[Coordinate labeling data]
════════════════

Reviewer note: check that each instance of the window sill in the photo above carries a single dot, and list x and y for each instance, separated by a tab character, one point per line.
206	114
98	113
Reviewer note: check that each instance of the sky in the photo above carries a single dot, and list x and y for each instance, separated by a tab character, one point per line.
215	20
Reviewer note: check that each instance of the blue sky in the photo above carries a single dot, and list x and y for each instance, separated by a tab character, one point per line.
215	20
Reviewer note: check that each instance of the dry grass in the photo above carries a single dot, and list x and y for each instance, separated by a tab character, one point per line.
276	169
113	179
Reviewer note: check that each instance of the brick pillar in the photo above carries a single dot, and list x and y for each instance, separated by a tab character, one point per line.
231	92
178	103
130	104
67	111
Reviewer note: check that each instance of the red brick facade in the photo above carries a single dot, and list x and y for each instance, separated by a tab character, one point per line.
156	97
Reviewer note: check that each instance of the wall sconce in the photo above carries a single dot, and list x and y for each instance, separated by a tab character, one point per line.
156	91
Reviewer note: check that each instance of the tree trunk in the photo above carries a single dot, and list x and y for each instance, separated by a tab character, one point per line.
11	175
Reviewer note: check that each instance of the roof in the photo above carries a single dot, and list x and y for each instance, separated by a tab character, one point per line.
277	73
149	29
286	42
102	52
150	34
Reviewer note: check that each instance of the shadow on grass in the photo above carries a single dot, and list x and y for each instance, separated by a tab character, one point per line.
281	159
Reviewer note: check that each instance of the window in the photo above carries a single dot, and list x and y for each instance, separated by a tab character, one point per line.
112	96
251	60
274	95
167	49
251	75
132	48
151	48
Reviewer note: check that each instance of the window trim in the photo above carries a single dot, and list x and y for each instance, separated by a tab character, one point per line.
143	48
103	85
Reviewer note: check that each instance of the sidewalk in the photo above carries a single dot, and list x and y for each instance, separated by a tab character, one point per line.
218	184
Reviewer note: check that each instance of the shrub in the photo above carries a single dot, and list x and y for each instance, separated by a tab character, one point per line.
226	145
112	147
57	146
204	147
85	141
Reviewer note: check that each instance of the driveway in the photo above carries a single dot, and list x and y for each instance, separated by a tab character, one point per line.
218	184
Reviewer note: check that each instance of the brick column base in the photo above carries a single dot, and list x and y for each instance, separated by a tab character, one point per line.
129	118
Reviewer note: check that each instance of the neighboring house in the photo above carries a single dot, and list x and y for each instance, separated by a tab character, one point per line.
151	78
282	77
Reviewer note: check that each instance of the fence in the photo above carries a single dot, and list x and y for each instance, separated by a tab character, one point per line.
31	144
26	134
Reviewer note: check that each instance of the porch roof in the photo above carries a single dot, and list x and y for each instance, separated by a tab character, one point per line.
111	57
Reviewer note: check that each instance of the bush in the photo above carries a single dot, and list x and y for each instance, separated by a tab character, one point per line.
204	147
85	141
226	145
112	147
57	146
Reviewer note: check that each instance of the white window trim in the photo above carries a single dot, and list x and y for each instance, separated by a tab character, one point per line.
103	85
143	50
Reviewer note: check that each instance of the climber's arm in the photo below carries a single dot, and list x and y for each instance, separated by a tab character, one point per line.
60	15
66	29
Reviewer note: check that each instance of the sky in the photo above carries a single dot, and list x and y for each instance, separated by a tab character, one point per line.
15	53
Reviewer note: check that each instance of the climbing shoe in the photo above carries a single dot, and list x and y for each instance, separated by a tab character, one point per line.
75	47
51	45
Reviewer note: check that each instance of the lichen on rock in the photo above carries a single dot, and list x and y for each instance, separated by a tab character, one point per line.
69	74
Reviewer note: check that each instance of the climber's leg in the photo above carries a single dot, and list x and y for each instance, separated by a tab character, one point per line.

════════════════

- Goal -
Write out every entry exactly as given.

- Solution for this task -
Reviewer note: check that each instance of the window sill in the photo above carries a single dot, and list x and y for each instance, separated by a tab character, one point per line.
206	114
98	113
Reviewer note: check that each instance of the sky in the photo above carries a single dot, and list x and y for each instance, separated by a tab character, one point per line.
215	20
Reviewer note: check that each instance of the blue sky in the photo above carries a single dot, and list x and y for each instance, separated by a tab character, one point per line.
215	20
Reviewer note: check that each instance of the dry grass in the photo above carries a single dot, and list x and y for each instance, separated by a tab character, one point per line.
276	169
113	179
Reviewer note: check that each instance of the brick pillar in the photo above carries a single dot, and list x and y for each instance, separated by a tab character, one point per line.
231	92
178	103
130	104
67	111
Reviewer note: check that each instance of the red brick facade in the photo above carries a single dot, and list x and y for each instance, separated by a tab character, one point per line.
156	97
Reviewer note: check that each instance of the wall sconce in the photo above carries a single dot, and list x and y for each instance, separated by a tab character, one point per line.
156	91
Reviewer note: check that each instance of the tree trunk in the photo above carries a single dot, and list x and y for each instance, separated by a tab character, one point per line.
11	175
Reviewer note: check that each instance of the roof in the photo above carries a single dot, and list x and y for each instance, separated by a tab character, one point per line.
277	73
149	29
286	42
102	52
150	34
Reviewer note: check that each instance of the shadow on grass in the photo above carries a single dot, and list x and y for each instance, separated by a tab character, one point per line.
281	159
Reviewer note: check that each instance of the window in the photo above carries a single dot, and list x and y for each instance, separated by a tab character, one point per line.
112	96
251	60
274	95
167	49
251	75
132	48
151	48
Reviewer note: check that each instance of the window trim in the photo above carries a single dot, and list x and y for each instance, separated by a tab character, one point per line.
143	48
103	85
Reviewer note: check that each instance of the sidewalk in the photo above carries a single dot, and list x and y for each instance, separated by a tab character, one point per line.
218	184
Reviewer note: check that each instance of the shrub in the photo above carries a single dot, and list x and y for each instance, separated by a tab character, one point per line.
226	145
112	147
57	146
204	147
85	141
Reviewer note: check that each instance of the driveway in the photo above carries a single dot, and list x and y for each instance, separated by a tab character, one point per line.
218	184
Reviewer note: check that each instance of the brick column base in the photo above carries a single dot, and list x and y for each instance, separated by a tab character, one point per line.
129	118
Reviewer note: check that each instance of the neighboring house in the photo above carries a single dot, and list x and y for each instance, separated by a tab character, one point per line.
151	78
282	77
Reviewer note: check that each instance of the fence in the photo above carries a single dot, and list x and y for each instance, separated by a tab character, one point per line.
31	144
26	134
Reviewer note: check that each instance of the porch roof in the photo above carries a single dot, and list x and y for each instance, separated by a tab character, one point per line.
111	57
Reviewer note: check that each instance of the bush in the photo above carries a single dot, and list x and y for each instance, separated by a tab character, one point per line.
204	147
85	141
226	145
112	147
57	146
Reviewer note: check that each instance of the white window trim in the photo above carries a single dot, and list x and y for each instance, separated by a tab character, one point per line.
103	85
143	50
Reviewer note: check that each instance of the climber's arm in the photo below carries a single dot, and list x and y for each instance, separated by a tab character, one point per line.
60	15
66	29
Reviewer note: check that each instance of the sky in the photo above carries a single dot, and list x and y for each instance, separated by a tab character, one point per line.
15	53
Reviewer note: check that each instance of the climbing shoe in the photo above carries a single dot, and list x and y for each instance, separated by a tab character, one point per line.
75	47
51	45
Reviewer note: check that each instance of the lichen on rock in the photo above carries a single dot, and list x and y for each instance, separated by a tab character, one point per line.
69	74
Reviewer note: check that each instance of the climber's leg in the photo above carries a single dot, and list x and y for each instance, separated by a tab character, one point per line.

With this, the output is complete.